# Z370 Board help for i7 8700(non K)



## DeadlyTitan (Nov 21, 2017)

So i am building a pc with i7 8700(non k) CPU and having a bit of confusion in choosing the board for my build.

These are the boards available to me.

*MSI Z370 Gaming Plus*
*MSI Z370 A-Pro*
*Gigabyte Z370 HD3P*
*Asus Prime Z370 - P*

So among them, which one is the best? those are the only cheap Z370 boards available to me.  Please suggest.


Edit - sorry for the messy vote poll, i haven't realized i have typed A-Pro twice and there is no option to remove it.


----------



## ASOT (Nov 21, 2017)

Get the one with best audio sound,more usb,power phases and cooling


----------



## jaggerwild (Nov 21, 2017)

BEST CHEAP MSI mostly cheap, Gaming my vote.


----------



## lyndonguitar (Nov 21, 2017)

since you already have a Z board, i would suggest getting the k version. it costs ALOT more though(+cooler), so I kinda get what you're coming from. the 8700k is already the best Z370 chip it can handle(assuming intel changes sockets again in 9th gen), so if you are getting the 8700 you are getting only second best.

or you can wait for the cheaper non Z chipset boards.

○ ○ ○ ○

**Problems to solve**
1. In the forum thread, what kind of boards does lyndonguitar say the poster could wait for instead?
2. Transcribe the forum thread from "BEST CHEAP MSI" up to and including "only second best.".
3. In the forum thread, why does lyndonguitar suggest getting the K version of the chip?
The material that comes next plays no part in any of this.

**Entries shown**
○ ○ ○ ○

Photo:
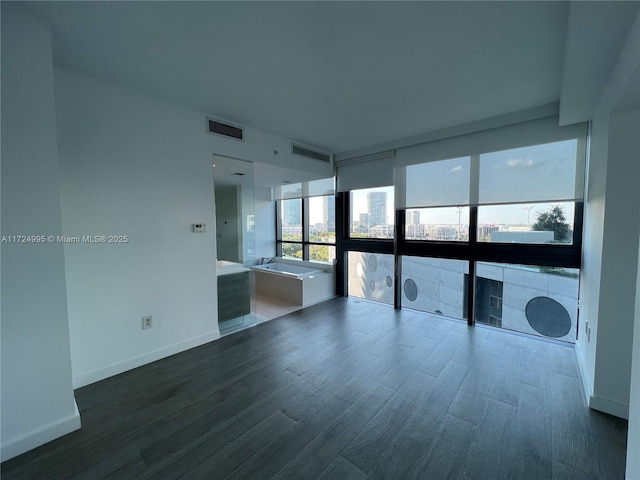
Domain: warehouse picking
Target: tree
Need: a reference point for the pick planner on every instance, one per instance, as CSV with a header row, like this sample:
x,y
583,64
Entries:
x,y
553,220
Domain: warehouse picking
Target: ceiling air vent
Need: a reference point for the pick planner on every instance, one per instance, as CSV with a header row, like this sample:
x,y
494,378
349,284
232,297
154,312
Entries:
x,y
305,152
225,129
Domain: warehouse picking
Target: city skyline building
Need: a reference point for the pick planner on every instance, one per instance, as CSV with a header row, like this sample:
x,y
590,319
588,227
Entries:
x,y
377,208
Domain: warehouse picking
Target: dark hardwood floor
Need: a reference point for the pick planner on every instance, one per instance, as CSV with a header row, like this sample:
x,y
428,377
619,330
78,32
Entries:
x,y
347,389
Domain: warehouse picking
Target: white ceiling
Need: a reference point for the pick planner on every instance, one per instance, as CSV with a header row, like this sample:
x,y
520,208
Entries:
x,y
335,75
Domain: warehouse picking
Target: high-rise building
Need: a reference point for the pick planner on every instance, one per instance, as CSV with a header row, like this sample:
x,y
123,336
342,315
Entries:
x,y
291,212
329,212
377,207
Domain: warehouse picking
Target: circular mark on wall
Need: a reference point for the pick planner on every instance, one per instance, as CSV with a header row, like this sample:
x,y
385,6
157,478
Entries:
x,y
410,289
373,263
548,317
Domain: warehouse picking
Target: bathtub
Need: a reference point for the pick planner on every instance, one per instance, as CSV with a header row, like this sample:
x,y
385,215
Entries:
x,y
287,269
295,284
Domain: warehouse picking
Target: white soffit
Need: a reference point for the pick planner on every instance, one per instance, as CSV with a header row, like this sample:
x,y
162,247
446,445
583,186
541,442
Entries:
x,y
596,33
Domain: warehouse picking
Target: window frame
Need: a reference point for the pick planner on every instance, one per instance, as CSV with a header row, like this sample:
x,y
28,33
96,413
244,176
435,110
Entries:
x,y
548,255
305,243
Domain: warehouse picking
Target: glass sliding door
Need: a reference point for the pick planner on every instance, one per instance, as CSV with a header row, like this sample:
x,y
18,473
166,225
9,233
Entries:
x,y
435,285
371,276
536,300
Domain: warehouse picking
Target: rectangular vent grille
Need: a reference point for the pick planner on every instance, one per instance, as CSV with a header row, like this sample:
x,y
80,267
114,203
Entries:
x,y
305,152
226,130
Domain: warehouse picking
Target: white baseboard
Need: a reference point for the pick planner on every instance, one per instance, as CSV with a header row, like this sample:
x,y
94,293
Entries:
x,y
609,406
585,378
40,436
135,362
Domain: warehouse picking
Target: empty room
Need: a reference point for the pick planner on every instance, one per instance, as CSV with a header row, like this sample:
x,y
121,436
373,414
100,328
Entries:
x,y
334,240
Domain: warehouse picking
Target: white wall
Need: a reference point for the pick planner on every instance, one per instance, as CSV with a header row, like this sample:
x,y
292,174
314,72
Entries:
x,y
619,265
633,440
610,238
592,250
132,165
37,393
139,166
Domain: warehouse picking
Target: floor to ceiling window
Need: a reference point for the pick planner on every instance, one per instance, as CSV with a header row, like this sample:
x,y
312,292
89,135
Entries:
x,y
305,221
487,227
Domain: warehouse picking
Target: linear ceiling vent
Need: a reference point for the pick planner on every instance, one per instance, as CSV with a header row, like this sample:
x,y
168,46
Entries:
x,y
225,129
305,152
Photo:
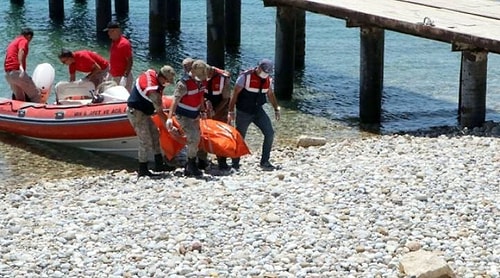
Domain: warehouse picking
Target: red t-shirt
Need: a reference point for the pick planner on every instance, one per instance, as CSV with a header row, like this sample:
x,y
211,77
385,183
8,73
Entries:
x,y
11,55
85,60
119,52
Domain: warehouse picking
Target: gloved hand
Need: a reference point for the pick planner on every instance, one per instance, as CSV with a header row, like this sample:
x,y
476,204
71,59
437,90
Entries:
x,y
169,124
277,114
123,81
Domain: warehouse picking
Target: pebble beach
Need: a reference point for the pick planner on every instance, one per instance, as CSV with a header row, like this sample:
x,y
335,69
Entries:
x,y
350,208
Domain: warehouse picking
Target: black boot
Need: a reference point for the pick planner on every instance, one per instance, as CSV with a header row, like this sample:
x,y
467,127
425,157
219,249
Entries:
x,y
236,163
202,164
222,163
143,170
192,169
160,165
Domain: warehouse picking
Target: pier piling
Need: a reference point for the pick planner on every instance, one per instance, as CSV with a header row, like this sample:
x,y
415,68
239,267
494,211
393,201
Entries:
x,y
233,24
215,33
285,52
371,74
300,38
56,10
156,27
173,15
121,8
103,17
473,88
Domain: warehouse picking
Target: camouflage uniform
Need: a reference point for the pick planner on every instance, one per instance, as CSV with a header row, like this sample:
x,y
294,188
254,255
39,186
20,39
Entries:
x,y
146,130
190,126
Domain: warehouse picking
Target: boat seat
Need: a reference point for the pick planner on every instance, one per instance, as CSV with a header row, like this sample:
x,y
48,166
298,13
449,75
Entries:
x,y
74,101
78,92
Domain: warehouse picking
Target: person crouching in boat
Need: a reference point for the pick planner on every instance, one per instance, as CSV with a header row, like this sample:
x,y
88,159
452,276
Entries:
x,y
144,101
23,87
188,103
85,61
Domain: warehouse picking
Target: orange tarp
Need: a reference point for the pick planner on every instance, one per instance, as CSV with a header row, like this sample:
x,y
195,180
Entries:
x,y
216,137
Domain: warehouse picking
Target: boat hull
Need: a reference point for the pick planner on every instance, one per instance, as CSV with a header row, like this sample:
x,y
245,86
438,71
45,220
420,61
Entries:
x,y
100,127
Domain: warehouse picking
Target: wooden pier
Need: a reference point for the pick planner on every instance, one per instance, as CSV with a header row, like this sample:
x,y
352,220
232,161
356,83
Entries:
x,y
470,26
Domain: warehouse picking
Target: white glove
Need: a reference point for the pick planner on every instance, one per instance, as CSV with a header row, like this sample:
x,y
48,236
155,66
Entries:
x,y
169,124
123,81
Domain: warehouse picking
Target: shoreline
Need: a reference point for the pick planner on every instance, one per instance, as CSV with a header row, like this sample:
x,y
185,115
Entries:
x,y
351,207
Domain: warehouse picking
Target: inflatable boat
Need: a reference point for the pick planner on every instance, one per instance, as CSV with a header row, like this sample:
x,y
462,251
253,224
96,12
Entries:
x,y
84,119
74,119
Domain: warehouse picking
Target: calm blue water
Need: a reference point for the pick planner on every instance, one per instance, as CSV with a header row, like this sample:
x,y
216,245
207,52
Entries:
x,y
421,76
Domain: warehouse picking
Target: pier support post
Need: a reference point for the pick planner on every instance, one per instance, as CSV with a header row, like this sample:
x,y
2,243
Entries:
x,y
215,33
285,55
472,110
371,74
121,7
233,24
300,39
56,10
156,27
173,15
103,16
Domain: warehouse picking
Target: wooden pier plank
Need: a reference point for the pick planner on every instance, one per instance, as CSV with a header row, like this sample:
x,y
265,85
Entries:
x,y
488,8
461,22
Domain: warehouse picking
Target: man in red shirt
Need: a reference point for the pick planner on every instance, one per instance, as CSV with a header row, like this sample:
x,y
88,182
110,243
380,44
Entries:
x,y
145,100
20,82
85,61
120,56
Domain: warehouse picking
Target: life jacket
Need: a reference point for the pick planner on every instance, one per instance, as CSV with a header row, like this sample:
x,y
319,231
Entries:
x,y
215,86
144,85
189,104
254,93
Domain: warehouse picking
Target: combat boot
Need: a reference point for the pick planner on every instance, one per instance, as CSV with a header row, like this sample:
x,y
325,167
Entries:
x,y
160,165
202,164
221,161
143,170
191,169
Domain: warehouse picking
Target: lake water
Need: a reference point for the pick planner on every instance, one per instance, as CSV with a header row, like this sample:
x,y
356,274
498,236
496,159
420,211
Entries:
x,y
420,85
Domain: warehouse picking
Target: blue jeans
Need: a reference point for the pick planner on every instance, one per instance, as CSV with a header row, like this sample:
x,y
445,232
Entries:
x,y
262,121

○ ○ ○ ○

**Correct answers**
1. Cheaper non-Z chipset boards.

2.
BEST CHEAP MSI mostly cheap, Gaming my vote.


----------



## lyndonguitar (Nov 21, 2017)

since you already have a Z board, i would suggest getting the k version. it costs ALOT more though(+cooler), so I kinda get what you're coming from. the 8700k is already the best Z370 chip it can handle(assuming intel changes sockets again in 9th gen), so if you are getting the 8700 you are getting only second best.

3. lyndonguitar says the poster already has a Z board, and the 8700K is the best Z370 chip that board can handle. Choosing the 8700 would mean getting only the second best.